# GEZEIGTER TEXT:

■ ■ ■

Zehn Jahre später hat sich Mymuesli vom verrückten Experiment dreier Studenten zum Mittelständler mit 800 Mitarbeitern entwickelt. 2015 kam das Unternehmen auf einen Umsatz von knapp 14,7 Millionen Euro. Pünktlich zur Dekade haben die Gründer Hubertus Bessau, Philipp Kraiss und Max Wittrock ihre Geschichte in einem Buch namens „Machen“ festgehalten. Auf 225 Seiten beschreiben die Gründer ihren Weg von der berühmten Fahrt zum See bis hin zur Expansion in sechs Märkte.
Das Buch soll eine Anleitung für diejenigen sein, die selbst einmal gründen wollen und dafür noch Inspiration suchen. Am Ende jedes Kapitels fassen die drei Gründer ihre Erkenntnisse zusammen und leiten daraus Tipps ab. Um eines vorweg zu nehmen: Viele davon finden sich auch schon in anderen Büchern wieder, dass es ein Alleinstellungsmerkmal braucht etwa oder dass man Ideen aufschreiben sollte. Manchmal wird es auch zu allgemein, so zum Beispiel im Marketing- und Finanzierungskapitel. Dort fehlt – Achtung – das Alleinstellungsmerkmal zu anderen Ratgebern.
„Es gibt nicht die perfekte Stadt oder den perfekten Standort.“
Was das Buch aber durchaus lesenswert macht: Die Gründer schaffen es, ihre eigene Geschichte authentisch zu erzählen. Sie berichten nicht nur von ihren Erfolgen, sondern auch von ihren Rückschlägen, von Fehlern, von Umwegen. Daraus entstehen zahllose Ratschläge für Gründer, die sich wiederum nicht überall finden lassen. t3n hat einige unkonventionelle Lektionen aus dem Buch zusammengetragen.
Was Gründer von den Mymuesli-Machern lernen können
1) Ideenfindung: „Gute Ideen entstehen selten in einem Konferenzraum, indem Analysten auf Kuchendiagramme blicken und sagen: ‚Also den Müslimarkt müsste man mal aufmischen.’ “
Die Mymuesli-Gründer haben ihre Idee auf dem Weg zum Badesee bekommen. Schon vorher arbeiteten sie an diversen anderen Konzepten, sie wollten auf jeden Fall etwas mit Tech machen. Aber keiner ihrer Einfälle überzeugte sie richtig. Manchmal ist es der Zufall, der die besten Ideen hervorbringt. Im Fall von den Passauer Gründern war es ein Radiospot über ein Müsli, über den sie ihre eigene Idee bekamen. Max Wittrock nennt das im Buch „die Sternschnuppe entdecken“.

■ ■ ■

# FRAGEN ZUM MATERIAL:
1. Fassen Sie den Text über das Mymuesli-Buch in zwei Sätzen zusammen.
2. Führen Sie den Text über das Mymuesli-Buch nach seinem letzten Satz fort.
Die Datensätze stammen aus einer anderen Quelle als der Text.

■ ■ ■

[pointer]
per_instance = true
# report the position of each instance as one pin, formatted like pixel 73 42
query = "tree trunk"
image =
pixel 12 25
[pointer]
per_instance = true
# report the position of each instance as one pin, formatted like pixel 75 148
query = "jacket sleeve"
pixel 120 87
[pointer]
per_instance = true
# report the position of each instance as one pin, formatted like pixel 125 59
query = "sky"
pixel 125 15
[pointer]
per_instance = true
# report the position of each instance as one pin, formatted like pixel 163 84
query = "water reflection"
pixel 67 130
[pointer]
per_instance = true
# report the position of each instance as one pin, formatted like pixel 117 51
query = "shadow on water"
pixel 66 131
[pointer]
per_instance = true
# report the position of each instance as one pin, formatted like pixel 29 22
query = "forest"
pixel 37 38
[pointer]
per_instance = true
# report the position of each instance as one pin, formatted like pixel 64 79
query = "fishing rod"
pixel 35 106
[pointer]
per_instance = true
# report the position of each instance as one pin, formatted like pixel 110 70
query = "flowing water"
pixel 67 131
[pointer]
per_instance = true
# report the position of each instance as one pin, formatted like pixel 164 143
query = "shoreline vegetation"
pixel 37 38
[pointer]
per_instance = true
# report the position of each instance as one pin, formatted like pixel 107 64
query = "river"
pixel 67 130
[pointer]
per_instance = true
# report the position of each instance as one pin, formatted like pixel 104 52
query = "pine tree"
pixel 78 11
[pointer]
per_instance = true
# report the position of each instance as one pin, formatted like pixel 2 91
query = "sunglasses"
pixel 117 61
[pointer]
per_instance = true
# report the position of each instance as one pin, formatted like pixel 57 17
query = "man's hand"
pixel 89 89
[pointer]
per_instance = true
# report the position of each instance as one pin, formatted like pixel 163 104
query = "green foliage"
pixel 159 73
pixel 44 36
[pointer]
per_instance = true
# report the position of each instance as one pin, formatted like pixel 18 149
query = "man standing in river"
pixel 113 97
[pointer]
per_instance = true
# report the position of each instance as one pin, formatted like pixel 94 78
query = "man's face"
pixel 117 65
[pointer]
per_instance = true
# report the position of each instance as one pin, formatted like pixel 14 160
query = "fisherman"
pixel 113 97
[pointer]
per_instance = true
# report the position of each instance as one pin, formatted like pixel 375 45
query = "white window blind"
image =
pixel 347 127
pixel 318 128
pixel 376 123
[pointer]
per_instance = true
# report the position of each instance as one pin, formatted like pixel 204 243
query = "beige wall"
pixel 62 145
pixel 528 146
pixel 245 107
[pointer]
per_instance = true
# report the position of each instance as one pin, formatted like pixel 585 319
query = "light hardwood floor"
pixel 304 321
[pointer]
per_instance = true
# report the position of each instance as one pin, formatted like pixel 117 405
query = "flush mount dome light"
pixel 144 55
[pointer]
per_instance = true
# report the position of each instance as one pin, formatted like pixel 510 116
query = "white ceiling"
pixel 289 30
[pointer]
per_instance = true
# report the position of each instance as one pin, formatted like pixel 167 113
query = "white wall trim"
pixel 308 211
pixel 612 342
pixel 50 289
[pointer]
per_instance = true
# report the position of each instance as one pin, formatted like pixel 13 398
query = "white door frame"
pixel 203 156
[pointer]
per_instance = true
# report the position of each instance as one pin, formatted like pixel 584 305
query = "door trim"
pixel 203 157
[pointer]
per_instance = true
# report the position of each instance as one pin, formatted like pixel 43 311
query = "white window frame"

■ ■ ■

# ERGEBNISSE JE AUFGABE:
1. Mymuesli hat sich in zehn Jahren vom Experiment dreier Studenten zu einem Mittelständler mit 800 Mitarbeitern entwickelt, und die Gründer haben ihre Geschichte im Buch „Machen“ festgehalten, das als Anleitung für angehende Gründer gedacht ist. Viele der Tipps am Ende der Kapitel finden sich auch in anderen Ratgebern, lesenswert ist das Buch aber, weil die Gründer ihre Geschichte authentisch und samt Rückschlägen und Fehlern erzählen.

2.
2) Entscheidung: „Die Müsli-Sache war zu diesem Zeitpunkt der Exot unter unseren vielen anderen Startup-Ideen, rund um die ‚richtigen’, die ‚harten’ Themen IT und Finanz. Müsli? Das war rational so wenig greifbar und schien uns so wenig sinnvoll, dass wir nicht viel darüber sprachen.“
Erstens kommt es anders und zweitens als man denkt. Diese Binsenweisheit sollten sich Gründer immer wieder bewusst machen, wenn sie etwas Eigenes entwickeln wollen. Die drei Mymuesli-Jungs wollten eigentlich keine „Müsliunternehmer“ werden. Erst als sie sich etwas näher mit der Idee beschäftigten, bekamen sie Lust an der Sache. Als die Idee einmal da war, arbeiteten alle drei besessen daran.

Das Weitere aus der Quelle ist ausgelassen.